» **DOCUMENT SEGMENT**
* * * * *

# Insurance Question



## stuartr

LLoyd,

Saw you posting on another thread so thought I'd pose the following to you and see what you think...

Back in November I was working from home and the wife decided to take my car, when pulling off the drive she was reversed into by a van that had pulled over and not looked when reversing, he admitted full responsibility and said the work van insurance would cover.
Anyway to cut a long story short, the car was eventually repaired during which time we had a replacement hire car (about 8 days).
Then in march out the blue the insurance company said the van drivers insurance would not pay and a recovery agency became involved and we had to sent photo copies of various docs with proof of residency and agree that if it came to court we'd be willing to attend.
Now last week we were told it was all settled and fixed.

Now a friend of a friend said it's usually because, the insurance company we have used their own approved repairer and provided hire car and this has elevated costs, the other insurance thinks this is too high, refuse and then negotiations between the two parties then take place for an agreed lower figure.
Just wondering if you had heard this and if it's true ?


----------



## Shiny

It all depends on whether you had a courtesy car from the approved repairer or a credit hire car provided by an accident management company.

Courtesy cars are usually given out as part of the agreement with the Insurers and the bodyshop and don't involve a cost, but you will be restricted to whatever they have on offer.

* * * * *

» **LISTING**

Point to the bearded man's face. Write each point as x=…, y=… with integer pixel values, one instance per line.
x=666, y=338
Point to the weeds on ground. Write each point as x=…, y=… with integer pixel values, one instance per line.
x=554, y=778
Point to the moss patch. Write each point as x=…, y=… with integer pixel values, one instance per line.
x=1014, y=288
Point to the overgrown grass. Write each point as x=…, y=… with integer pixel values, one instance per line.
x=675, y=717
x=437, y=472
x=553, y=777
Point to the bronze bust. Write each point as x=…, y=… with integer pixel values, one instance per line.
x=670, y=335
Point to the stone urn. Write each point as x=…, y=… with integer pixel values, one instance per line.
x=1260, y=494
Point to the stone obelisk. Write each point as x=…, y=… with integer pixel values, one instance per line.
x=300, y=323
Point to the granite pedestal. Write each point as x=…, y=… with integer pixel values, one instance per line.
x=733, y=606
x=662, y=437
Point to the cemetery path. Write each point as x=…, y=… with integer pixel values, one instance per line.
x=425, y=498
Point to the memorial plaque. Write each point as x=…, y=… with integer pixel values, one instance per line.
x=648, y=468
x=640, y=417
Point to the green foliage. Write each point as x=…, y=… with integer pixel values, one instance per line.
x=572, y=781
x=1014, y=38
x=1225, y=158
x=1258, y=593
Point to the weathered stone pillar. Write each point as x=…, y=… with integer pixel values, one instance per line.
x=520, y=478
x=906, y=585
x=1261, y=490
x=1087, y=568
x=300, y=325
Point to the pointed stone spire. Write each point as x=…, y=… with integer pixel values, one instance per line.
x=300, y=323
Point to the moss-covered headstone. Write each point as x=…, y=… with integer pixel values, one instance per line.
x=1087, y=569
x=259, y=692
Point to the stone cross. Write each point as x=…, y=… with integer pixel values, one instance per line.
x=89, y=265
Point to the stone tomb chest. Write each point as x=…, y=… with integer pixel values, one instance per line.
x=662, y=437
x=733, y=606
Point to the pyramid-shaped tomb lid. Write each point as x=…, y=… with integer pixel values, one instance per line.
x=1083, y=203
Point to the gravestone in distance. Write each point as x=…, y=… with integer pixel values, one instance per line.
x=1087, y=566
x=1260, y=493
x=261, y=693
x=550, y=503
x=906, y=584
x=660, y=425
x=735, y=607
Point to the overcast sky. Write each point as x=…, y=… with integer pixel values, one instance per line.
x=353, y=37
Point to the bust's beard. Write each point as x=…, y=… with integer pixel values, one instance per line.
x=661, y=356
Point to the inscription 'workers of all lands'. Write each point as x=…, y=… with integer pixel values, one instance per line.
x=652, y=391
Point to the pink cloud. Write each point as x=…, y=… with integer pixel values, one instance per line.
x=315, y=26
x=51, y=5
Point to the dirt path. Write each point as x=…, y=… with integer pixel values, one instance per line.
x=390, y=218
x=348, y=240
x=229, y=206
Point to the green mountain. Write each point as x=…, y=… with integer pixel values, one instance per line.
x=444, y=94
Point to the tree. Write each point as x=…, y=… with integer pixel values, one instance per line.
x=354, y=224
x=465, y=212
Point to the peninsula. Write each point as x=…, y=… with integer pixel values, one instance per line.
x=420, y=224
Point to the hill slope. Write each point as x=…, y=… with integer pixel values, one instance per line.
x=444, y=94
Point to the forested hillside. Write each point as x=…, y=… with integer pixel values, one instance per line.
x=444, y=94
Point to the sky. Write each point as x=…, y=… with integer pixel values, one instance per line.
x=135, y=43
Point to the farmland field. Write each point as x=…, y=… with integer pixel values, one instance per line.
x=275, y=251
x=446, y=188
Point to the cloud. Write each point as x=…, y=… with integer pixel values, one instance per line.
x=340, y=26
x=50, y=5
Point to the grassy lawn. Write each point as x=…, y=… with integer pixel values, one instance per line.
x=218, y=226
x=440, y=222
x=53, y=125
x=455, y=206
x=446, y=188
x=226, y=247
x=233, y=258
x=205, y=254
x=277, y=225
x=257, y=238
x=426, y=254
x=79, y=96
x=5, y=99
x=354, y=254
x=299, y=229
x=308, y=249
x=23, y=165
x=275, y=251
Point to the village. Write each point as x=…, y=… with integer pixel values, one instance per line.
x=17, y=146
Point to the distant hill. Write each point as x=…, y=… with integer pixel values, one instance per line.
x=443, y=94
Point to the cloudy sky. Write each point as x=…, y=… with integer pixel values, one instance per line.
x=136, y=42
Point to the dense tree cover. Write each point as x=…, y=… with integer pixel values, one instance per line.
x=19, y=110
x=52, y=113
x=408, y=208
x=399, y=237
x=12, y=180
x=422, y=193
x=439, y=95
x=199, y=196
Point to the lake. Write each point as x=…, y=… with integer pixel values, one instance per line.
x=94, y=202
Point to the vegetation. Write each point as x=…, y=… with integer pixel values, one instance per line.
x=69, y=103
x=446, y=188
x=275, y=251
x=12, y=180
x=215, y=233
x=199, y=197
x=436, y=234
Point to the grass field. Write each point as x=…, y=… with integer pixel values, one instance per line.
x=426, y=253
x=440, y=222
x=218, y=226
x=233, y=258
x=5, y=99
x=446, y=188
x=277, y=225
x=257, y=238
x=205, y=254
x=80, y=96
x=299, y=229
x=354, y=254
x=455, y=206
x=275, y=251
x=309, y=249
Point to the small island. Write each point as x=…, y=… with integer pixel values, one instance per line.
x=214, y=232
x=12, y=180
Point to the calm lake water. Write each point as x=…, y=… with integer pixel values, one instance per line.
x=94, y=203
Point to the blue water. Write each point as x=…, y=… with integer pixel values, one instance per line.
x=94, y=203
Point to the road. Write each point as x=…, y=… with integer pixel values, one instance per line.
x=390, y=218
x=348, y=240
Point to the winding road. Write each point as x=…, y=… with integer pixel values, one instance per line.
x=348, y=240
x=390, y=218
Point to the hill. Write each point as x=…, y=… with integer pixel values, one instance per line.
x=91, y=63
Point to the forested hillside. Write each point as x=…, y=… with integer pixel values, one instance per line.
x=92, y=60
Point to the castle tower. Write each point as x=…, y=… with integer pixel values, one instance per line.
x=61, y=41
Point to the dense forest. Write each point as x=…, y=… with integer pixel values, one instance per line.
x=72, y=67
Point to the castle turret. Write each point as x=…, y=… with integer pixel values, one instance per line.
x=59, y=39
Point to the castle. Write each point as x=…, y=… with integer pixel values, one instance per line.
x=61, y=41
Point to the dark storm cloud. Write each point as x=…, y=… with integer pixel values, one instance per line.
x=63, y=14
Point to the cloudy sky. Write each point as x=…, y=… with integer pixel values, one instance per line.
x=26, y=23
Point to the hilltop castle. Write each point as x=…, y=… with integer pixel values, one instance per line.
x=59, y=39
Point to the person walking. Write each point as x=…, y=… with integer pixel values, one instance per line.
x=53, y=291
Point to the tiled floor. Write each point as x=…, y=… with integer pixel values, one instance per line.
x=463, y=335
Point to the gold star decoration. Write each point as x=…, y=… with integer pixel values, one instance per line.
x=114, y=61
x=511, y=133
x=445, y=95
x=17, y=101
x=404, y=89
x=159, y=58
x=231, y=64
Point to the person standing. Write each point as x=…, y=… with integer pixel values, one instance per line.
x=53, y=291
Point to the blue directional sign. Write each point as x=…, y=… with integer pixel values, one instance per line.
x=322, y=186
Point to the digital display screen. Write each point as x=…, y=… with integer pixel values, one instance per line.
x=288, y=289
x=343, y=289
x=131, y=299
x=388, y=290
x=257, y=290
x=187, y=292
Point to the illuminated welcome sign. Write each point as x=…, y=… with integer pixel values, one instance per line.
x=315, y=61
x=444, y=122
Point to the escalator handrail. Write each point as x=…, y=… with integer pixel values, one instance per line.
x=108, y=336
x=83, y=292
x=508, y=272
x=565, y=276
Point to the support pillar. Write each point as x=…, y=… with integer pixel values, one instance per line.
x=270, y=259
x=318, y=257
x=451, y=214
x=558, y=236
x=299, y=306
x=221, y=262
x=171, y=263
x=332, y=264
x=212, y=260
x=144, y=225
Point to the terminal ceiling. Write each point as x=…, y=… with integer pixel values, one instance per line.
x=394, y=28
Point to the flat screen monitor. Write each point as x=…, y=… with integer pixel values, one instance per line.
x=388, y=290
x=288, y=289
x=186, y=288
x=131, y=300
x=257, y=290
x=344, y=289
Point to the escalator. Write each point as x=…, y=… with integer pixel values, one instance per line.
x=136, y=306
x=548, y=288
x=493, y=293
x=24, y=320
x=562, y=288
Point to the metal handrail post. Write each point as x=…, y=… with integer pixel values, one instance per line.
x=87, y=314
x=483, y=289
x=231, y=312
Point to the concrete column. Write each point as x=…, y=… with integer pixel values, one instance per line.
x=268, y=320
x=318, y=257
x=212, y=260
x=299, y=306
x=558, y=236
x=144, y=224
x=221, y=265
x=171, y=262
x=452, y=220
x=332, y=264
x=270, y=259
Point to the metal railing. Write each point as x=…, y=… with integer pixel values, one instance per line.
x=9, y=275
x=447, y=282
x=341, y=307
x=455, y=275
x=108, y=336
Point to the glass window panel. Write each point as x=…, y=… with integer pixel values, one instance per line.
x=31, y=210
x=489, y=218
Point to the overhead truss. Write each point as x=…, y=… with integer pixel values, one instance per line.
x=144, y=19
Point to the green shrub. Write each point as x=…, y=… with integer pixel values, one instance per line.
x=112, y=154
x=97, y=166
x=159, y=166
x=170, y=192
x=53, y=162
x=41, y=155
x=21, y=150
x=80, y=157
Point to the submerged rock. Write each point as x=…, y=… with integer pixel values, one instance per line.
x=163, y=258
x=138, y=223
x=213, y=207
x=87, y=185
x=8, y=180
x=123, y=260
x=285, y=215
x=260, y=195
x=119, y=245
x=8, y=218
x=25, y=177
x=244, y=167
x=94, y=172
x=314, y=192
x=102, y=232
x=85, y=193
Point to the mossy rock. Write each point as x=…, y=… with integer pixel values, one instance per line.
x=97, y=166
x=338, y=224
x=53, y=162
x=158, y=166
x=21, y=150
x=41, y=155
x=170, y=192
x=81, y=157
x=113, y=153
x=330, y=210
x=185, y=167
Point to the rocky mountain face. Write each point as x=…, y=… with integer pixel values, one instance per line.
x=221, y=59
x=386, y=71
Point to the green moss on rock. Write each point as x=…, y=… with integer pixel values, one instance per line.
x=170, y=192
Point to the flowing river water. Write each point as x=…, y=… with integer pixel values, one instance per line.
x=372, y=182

* * * * *

» **PROBLEM DESCRIPTION**
Repeat the stretch of the insurance thread from "Then in march" through "settled and fixed.", word for word.

» **REPLY TO THE TASK**
Then in march out the blue the insurance company said the van drivers insurance would not pay and a recovery agency became involved and we had to sent photo copies of various docs with proof of residency and agree that if it came to court we'd be willing to attend.
Now last week we were told it was all settled and fixed.